> _Permintaan Tugas 1_: Ringkaslah berita tentang Covid-19 di Iran dalam dua kalimat.
> _Permintaan Tugas 2_: Salin tanpa perubahan bagian berita tentang Covid-19 di Iran yang dibuka dengan kata-kata "REPUBLIKA.CO.ID, TEHERAN -- Presiden" dan ditutup dengan "sembuh dari Covid-19.".

> _Bacaan Pilihan_:

---*---

REPUBLIKA.CO.ID, TEHERAN -- Presiden Iran Hassan Rouhani berharap pandemi virus korona jenis baru atau Covid-19 di negaranya dapat mulai menurun antara dua hingga tiga minggu ke depan. Iran adalah salah satu negara yang paling terkena dampak parah. Iran mengalami jumlah kematian cukup tinggi setelah Italia dan Cina.
"Kita harus melakukan segalanya untuk mengembalikan kegiatan ekonomi sehingga bisa kembali normal," ujar Rouhani dalam pidato yang disiarkan televisi.
Pada Sabtu lalu, Kementerian Kesehatan Iran mengatakan, jumlah kematian telah meningkat lebih dari 100 menjadi 1.556. Sementara jumlah orang yang terinfeksi mencapai 20.610. Sebanyak 7.635 orang telah sembuh dari Covid-19.
Aljazirah melaporkan, Rouhani sedang berupaya untuk mengatasi krisis kesehatan dan menjaga stabilitas ekonomi serta sosiopolitik negaranya. Iran telah mengalami krisis akibat sanksi ekonomi setelah Amerika Serikat (AS) menarik diri dari perjanjian nuklir (JCPOA) pada 2018.
Ketidakmampuan negara untuk mendapatkan alat medis yang sangat dibutuhkan, telah menghambat upaya untuk memerangi Covid-19.
"Bangsa kita telah berhasil mencapai tujuannya, meskipun ada kesulitan Iran akan mengatasi virus corona dengan persatuan," kata Rouhani.
Sejak mengumumkan dua kematian pertama akibat Covid-19 di Qom pada 19 Februari lalu, Iran telah mengambil langkah cepat untuk mencegah penyebaran virus itu. Diantaranya, menutup sekolah dan perguruan tinggi hingga awal April. Selain itu, Iran juga menutup tempat-tempat ziarah termasuk kuil Fatima Masumeh di Qom.
Pihak berwenang Iran telah meminta seluruh warga untuk menghindari semua perjalanan selama liburan Tahun Baru Persia. Biasanya pada musim liburan ini seluruh warga bepergian ke luar kota. Sayangnya, larangan itu telah diabaikan oleh banyak orang. Menurut Bulan Sabit Merah Iran, sekitar tiga juta orang telah meninggalkan 13 provinsi yang paling parah terdampak Covid-19 sejak 17 Maret.

---*---

> _Cuplikan Data_:

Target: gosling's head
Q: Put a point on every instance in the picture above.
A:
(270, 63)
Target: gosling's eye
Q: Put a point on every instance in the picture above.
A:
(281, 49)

---*---

> _Kolom Jawaban 1_: Presiden Iran Hassan Rouhani berharap pandemi Covid-19 di negaranya mulai menurun dalam dua hingga tiga minggu ke depan, sementara Kementerian Kesehatan Iran mencatat 1.556 kematian dan 20.610 orang terinfeksi. Iran telah menutup sekolah, perguruan tinggi, dan tempat ziarah serta meminta warga menghindari perjalanan selama liburan Tahun Baru Persia, tetapi banyak orang mengabaikan larangan itu.

> _Kolom Jawaban 2_:
REPUBLIKA.CO.ID, TEHERAN -- Presiden Iran Hassan Rouhani berharap pandemi virus korona jenis baru atau Covid-19 di negaranya dapat mulai menurun antara dua hingga tiga minggu ke depan. Iran adalah salah satu negara yang paling terkena dampak parah. Iran mengalami jumlah kematian cukup tinggi setelah Italia dan Cina.
"Kita harus melakukan segalanya untuk mengembalikan kegiatan ekonomi sehingga bisa kembali normal," ujar Rouhani dalam pidato yang disiarkan televisi.
Pada Sabtu lalu, Kementerian Kesehatan Iran mengatakan, jumlah kematian telah meningkat lebih dari 100 menjadi 1.556. Sementara jumlah orang yang terinfeksi mencapai 20.610. Sebanyak 7.635 orang telah sembuh dari Covid-19.